Reproduce exactly the lines from the line containing "each like [63,167]." through the end of the records below, including both ends, and nothing else.
- - - -
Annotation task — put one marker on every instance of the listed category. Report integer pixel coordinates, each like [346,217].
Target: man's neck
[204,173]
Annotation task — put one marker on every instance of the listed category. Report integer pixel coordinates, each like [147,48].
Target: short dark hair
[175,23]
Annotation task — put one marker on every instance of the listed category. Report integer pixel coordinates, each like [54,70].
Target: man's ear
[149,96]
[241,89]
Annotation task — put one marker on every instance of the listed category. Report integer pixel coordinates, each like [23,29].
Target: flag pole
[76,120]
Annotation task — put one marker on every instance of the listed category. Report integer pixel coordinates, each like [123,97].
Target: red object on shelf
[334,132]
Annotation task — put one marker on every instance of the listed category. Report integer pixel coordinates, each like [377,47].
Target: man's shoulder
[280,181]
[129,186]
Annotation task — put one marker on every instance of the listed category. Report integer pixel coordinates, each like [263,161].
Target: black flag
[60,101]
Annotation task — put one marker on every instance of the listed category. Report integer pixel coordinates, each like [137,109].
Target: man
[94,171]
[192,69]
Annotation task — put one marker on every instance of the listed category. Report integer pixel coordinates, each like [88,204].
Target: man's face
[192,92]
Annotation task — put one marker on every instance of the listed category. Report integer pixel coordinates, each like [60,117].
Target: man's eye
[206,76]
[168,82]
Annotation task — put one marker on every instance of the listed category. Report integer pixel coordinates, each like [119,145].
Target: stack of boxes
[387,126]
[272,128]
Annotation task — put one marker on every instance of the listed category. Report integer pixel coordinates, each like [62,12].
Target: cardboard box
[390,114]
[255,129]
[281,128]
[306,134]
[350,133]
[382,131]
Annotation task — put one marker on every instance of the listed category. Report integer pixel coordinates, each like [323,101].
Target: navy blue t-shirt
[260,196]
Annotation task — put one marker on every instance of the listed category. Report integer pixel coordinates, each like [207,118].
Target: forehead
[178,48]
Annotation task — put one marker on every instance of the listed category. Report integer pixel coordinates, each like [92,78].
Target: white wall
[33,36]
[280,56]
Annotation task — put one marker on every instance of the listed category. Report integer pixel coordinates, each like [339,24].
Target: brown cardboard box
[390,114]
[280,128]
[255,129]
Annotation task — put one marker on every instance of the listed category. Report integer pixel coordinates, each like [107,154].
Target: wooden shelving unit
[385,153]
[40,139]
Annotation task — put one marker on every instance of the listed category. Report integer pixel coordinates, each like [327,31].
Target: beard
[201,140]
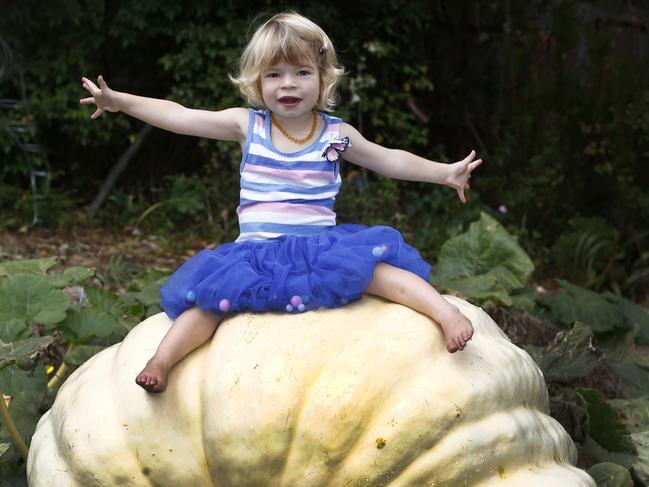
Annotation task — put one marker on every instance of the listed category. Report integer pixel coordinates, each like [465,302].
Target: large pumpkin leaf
[483,258]
[572,357]
[606,425]
[13,330]
[629,363]
[149,295]
[81,353]
[31,299]
[634,317]
[25,349]
[27,266]
[106,301]
[87,323]
[147,277]
[70,276]
[27,390]
[635,414]
[607,474]
[523,299]
[573,303]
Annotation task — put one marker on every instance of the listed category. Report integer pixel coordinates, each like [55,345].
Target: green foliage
[604,312]
[608,474]
[47,319]
[570,357]
[606,427]
[484,264]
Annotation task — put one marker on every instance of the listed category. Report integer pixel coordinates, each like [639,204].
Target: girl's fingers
[90,84]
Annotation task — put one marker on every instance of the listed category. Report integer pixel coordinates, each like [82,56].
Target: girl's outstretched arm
[230,124]
[400,164]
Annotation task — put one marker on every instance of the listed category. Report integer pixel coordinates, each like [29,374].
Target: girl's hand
[102,96]
[460,173]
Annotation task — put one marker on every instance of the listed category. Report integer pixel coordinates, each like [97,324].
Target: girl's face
[290,91]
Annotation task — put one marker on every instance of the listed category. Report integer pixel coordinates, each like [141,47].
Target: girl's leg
[407,288]
[190,330]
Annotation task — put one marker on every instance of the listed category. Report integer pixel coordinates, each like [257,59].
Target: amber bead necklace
[292,138]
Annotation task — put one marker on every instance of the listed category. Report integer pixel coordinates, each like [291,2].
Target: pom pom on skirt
[291,273]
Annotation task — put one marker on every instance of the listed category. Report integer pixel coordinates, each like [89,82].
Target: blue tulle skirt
[290,273]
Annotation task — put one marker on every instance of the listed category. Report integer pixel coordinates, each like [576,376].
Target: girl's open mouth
[289,100]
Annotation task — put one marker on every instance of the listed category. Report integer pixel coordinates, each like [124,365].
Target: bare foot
[457,329]
[153,377]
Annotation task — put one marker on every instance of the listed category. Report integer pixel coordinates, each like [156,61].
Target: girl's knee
[386,280]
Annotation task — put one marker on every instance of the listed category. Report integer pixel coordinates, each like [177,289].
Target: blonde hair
[296,39]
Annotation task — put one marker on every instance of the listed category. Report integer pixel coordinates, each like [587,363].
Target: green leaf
[27,266]
[635,414]
[13,330]
[106,301]
[523,299]
[146,278]
[149,295]
[31,298]
[573,303]
[485,260]
[22,349]
[606,426]
[81,353]
[608,474]
[630,365]
[634,317]
[570,358]
[70,276]
[88,323]
[27,391]
[481,289]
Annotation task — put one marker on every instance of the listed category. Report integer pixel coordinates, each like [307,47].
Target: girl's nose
[288,81]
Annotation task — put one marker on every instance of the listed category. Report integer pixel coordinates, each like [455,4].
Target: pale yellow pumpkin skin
[364,395]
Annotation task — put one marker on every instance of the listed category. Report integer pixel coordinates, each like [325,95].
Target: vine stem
[9,422]
[60,373]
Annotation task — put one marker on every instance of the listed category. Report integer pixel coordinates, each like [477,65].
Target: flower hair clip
[335,148]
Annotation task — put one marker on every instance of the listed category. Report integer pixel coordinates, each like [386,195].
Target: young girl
[290,255]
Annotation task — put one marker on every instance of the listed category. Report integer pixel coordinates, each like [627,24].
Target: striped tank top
[286,193]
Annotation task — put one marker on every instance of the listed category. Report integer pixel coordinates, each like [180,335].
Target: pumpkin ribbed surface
[361,395]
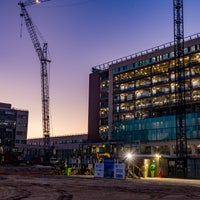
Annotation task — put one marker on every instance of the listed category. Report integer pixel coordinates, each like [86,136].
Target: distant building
[13,128]
[67,147]
[133,99]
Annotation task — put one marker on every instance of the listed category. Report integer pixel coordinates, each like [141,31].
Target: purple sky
[80,34]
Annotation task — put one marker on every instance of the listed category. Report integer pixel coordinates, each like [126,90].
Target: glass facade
[155,129]
[144,99]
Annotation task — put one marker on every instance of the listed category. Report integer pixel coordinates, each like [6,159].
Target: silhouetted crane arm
[42,54]
[31,2]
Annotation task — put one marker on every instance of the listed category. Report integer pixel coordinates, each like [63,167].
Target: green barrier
[68,171]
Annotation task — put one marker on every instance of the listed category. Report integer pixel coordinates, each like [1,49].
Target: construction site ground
[38,182]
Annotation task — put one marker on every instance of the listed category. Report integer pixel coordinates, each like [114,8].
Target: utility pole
[181,135]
- - - -
**Result of the exercise**
Annotation task — put one marker on every instance of the listed category. Report integer pixel coordinates, each like [63,167].
Target: green barrier
[68,171]
Annotation task — put one marker on every instance of the listed category. Report integer pixel coordinates, each like [1,49].
Target: construction site ground
[38,182]
Annotation task — put one marker on every instance of the listed category. Report integer pixel coordinates, each like [114,8].
Target: utility pole
[181,135]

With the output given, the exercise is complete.